Facciamo un salto indietro nel tempo. Hai iniziato con il tennis e da giovanissimo ti sei tolto diverse soddisfazioni come vincere il Lemon Bowl. Che ricordo hai di quegli anni?
“Ho cominciato a giocare a tennis all’età di sei anni. Fin dall’inizio le premesse erano buone e ad essere sincero anche i risultati non mancavano, sia a livello nazionale che internazionale. Vincere il mio primo Lemon Bowl a nove anni, nel 1999, fu un’emozione fortissima. In quel periodo mi allenavo al Circolo Magistrati della Corte dei Conti e mi seguivano Raoul Pietrangeli e Stefano Vannini. Ho giocato molto a livello under 12 e under 14, prendendo parte a tutti i raduni della FIT e creandomi amicizie che sono rimaste nel tempo. Qualche anno più tardi ecco il trasferimento al Forum da Claudio Pistolesi, dove ho avuto l’occasioni di allenarmi con professionisti del calibro di Simone Bolelli che allora era numero 23 del ranking ATP. L’unico rammarico che ho è quello di non aver sfruttato al massimo la preparazione per fare maggiori esperienze nel circuito”.
Il 2015 è l'anno della svolta per quanto riguarda il padel. Come ti sei avvicinato a questo sport e perché?
"Proprio così, il 2015 è l’anno della svolta. Negli anni precedenti, in qualità di maestro nazionale, avevo continuato ad insegnare al Circolo Magistrati della Corte dei Conti fino a quando alcuni amici mi lanciarono una sfida su un campo da padel. La presi davvero come un gioco, inizialmente ero molto scettico e non sapevo davvero come muovermi dentro quella gabbia. Pochi minuti più tardi, dopo appena una partita, ero già innamorato di questa nuova cosa. Ho sempre adorato il gioco di volo nel tennis, era impossibile non sentirmi a mio agio in un contesto così dinamico. Da quel momento in poi il divertimento ha iniziato a trasformarsi in passione, quindi in lavoro. Ero sbarcato ufficialmente sull’universo padel".
Cosa hai notato subito di diverso rispetto al tennis?

- SEZIONE DATI
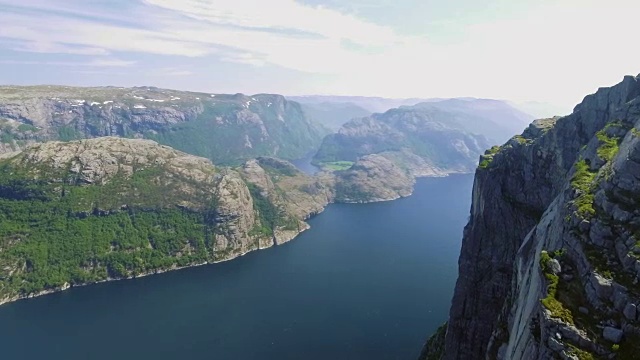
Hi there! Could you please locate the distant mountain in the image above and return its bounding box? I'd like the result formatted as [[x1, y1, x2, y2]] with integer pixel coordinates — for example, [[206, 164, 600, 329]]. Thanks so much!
[[0, 137, 331, 304], [287, 95, 429, 113], [0, 86, 328, 164], [413, 98, 534, 144], [314, 107, 489, 171], [509, 101, 572, 119], [302, 102, 371, 131]]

- DA FARE
Ricopia parola per parola il tratto dell'intervista su tennis e padel che comincia con "Facciamo un salto" e termina con "di quegli anni?". Per svolgere l'esercizio il materiale non serve.

- RISULTATO ESERCIZIO
Facciamo un salto indietro nel tempo. Hai iniziato con il tennis e da giovanissimo ti sei tolto diverse soddisfazioni come vincere il Lemon Bowl. Che ricordo hai di quegli anni?